WORK REQUIRED
All lines from the one containing "Please indicate the blonde" through the end of the data below are to be transcribed exactly. Leave out the rest.

[EXTRACTED INFORMATION — start]

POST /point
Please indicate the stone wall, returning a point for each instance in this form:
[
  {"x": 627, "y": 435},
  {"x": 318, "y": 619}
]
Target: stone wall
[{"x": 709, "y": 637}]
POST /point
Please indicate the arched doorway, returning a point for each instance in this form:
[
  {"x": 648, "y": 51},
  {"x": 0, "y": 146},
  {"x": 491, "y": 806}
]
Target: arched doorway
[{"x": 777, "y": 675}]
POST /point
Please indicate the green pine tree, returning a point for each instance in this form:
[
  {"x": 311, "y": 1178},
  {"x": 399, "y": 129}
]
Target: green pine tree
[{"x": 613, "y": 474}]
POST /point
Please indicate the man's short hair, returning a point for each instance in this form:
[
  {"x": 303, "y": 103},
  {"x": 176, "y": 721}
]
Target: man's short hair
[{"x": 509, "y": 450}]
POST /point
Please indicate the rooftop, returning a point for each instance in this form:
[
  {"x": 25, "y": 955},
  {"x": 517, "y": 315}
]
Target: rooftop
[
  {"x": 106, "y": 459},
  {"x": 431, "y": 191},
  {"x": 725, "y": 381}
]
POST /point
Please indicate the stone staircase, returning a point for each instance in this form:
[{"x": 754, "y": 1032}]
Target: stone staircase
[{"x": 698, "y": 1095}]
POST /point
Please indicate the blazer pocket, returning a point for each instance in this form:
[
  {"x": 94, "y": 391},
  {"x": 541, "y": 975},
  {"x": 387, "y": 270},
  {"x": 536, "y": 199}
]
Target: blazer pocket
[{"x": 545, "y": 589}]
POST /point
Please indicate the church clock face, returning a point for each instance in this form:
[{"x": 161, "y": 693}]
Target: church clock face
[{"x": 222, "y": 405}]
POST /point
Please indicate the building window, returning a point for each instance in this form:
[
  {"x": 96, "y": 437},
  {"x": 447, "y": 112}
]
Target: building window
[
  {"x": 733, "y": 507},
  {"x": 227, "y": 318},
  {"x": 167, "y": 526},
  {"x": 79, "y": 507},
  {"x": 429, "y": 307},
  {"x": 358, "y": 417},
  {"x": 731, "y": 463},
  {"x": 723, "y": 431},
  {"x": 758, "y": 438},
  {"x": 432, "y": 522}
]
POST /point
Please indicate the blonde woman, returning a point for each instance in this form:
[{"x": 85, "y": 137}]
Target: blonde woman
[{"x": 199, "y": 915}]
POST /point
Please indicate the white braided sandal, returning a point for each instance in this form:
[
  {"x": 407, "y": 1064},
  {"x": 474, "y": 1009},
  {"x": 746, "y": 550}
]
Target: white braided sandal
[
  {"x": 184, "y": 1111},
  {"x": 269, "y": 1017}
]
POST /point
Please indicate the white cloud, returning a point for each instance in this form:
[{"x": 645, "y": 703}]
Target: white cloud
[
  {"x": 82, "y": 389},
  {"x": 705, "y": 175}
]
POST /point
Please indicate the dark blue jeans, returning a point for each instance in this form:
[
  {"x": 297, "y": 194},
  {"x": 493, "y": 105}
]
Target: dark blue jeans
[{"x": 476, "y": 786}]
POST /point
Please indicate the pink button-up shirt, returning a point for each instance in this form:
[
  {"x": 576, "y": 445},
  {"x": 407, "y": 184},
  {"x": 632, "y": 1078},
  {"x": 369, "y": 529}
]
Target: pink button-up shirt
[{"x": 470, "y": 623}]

[EXTRACTED INFORMATION — finish]

YOUR RESPONSE
Please indicate the blonde woman, returning a point for each instance in this form:
[{"x": 85, "y": 137}]
Target: blonde woman
[{"x": 199, "y": 915}]
POST /point
Please indicate the white braided sandal, returning a point for each instance in this form:
[
  {"x": 407, "y": 1064},
  {"x": 474, "y": 1009},
  {"x": 746, "y": 550}
]
Target: white braided sandal
[
  {"x": 184, "y": 1111},
  {"x": 269, "y": 1017}
]
POST /point
Please indicate the white cloud, returning a point for each instance in this form:
[{"x": 645, "y": 703}]
Target: white cloud
[
  {"x": 82, "y": 389},
  {"x": 705, "y": 175}
]
POST /point
Please indicate the dark blue jeans, returning a point for each instance in this form:
[
  {"x": 297, "y": 194},
  {"x": 493, "y": 105}
]
Target: dark blue jeans
[{"x": 476, "y": 786}]
POST /point
Please indicate the pink button-up shirt, returning a point for each instance in this form:
[
  {"x": 576, "y": 445},
  {"x": 407, "y": 184},
  {"x": 632, "y": 1078},
  {"x": 369, "y": 529}
]
Target: pink button-up shirt
[{"x": 470, "y": 623}]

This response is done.